What this task involves:
Do the statements 1., 2. and 3. below agree with the passage on Tyre? Answer yes or no for each, and quote the words of the passage that decide it.
1. New Tyre stood about half a mile offshore.
2. The combined population of both cities of Tyre was under 40,000.
3. Tyre got its name because the entire city was built upon a rock.

Extract:
The stunning accuracy in the Lord’s prediction of the precise events of Tyre as told by Ezekiel–were fulfilled to the letter by the invasion of Nebuchadnezzar, and later by Alexander the Great. After thirteen years of unsuccessful offensives by Nebuchadnezzar against Tyre, Alexander destroyed the city in one of the most brilliant engineering feats of all history. Taking the rubble onshore from the former old city of Tyre, Alexander build a causeway out to the new city of Tyre one half mile offshore, and besieged and captured the once impregnable city.
The name “Tyre” means rock—so named because the entire city was built upon a rock. Tyre was really two cities: Old Tyre on the coast of the Mediterranean sea; and New Tyre, one half mile offshore, built upon an island of solid rock.
Joshua described Tyre as a “fortified city.”
And the border turned to Ramah and to the fortified city of Tyre… Joshua 19:29
The combined population of both cities of Tyre was over 40,000. This is the location from where King Solomon received the cedar timbers from King Hiram that were used in the construction of the Temple at Jerusalem.
During the time that King Nebuchadnezzar of Babylon was laying siege to Jerusalem, word of their destruction reaches Tyre; and the people of these two cities begin to rejoice over the fall of Jerusalem.
Both Tyre and Jerusalem were on the major trade route for all of the ships that passed through the Mediterranean sea. As a result, Tyre and Jerusalem became extremely wealthy. If Jerusalem were to collapse at the hands of the Babylonians, then all of the trade and the profits from that trade would fall to Tyre alone.

Stored data:
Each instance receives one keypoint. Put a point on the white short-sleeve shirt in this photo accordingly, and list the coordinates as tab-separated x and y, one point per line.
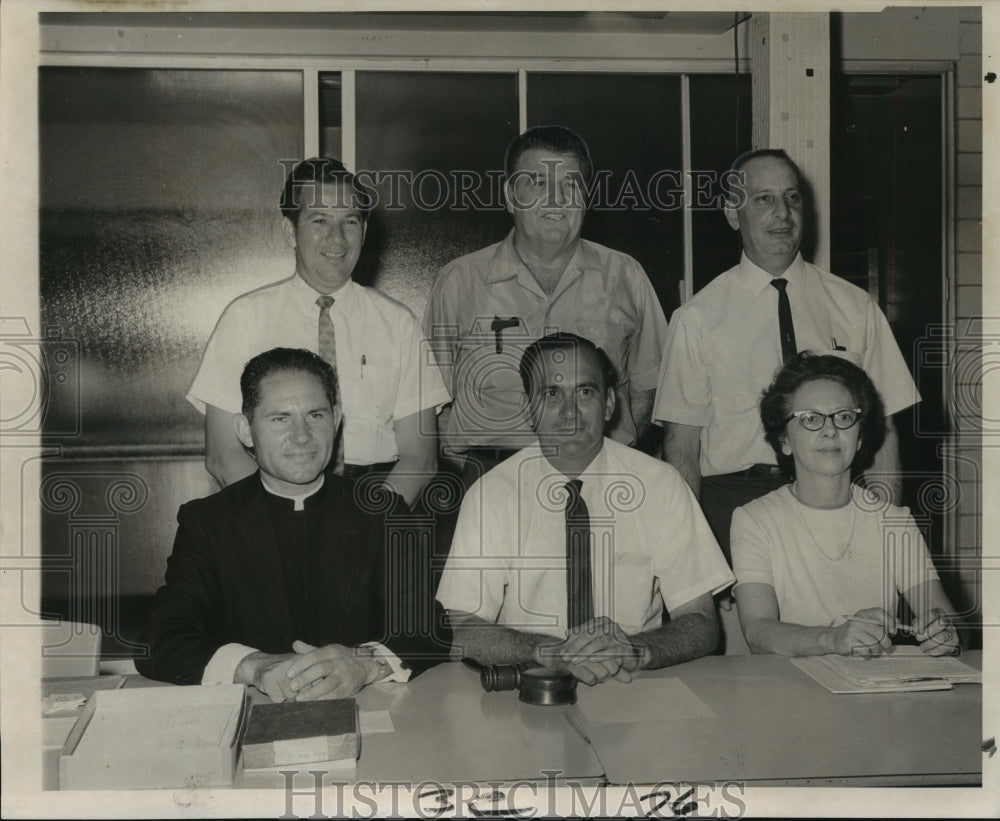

Solution below:
1. Yes: "New Tyre, one half mile offshore, built upon an island of solid rock."
2. No: "The combined population of both cities of Tyre was over 40,000."
3. Yes: "so named because the entire city was built upon a rock."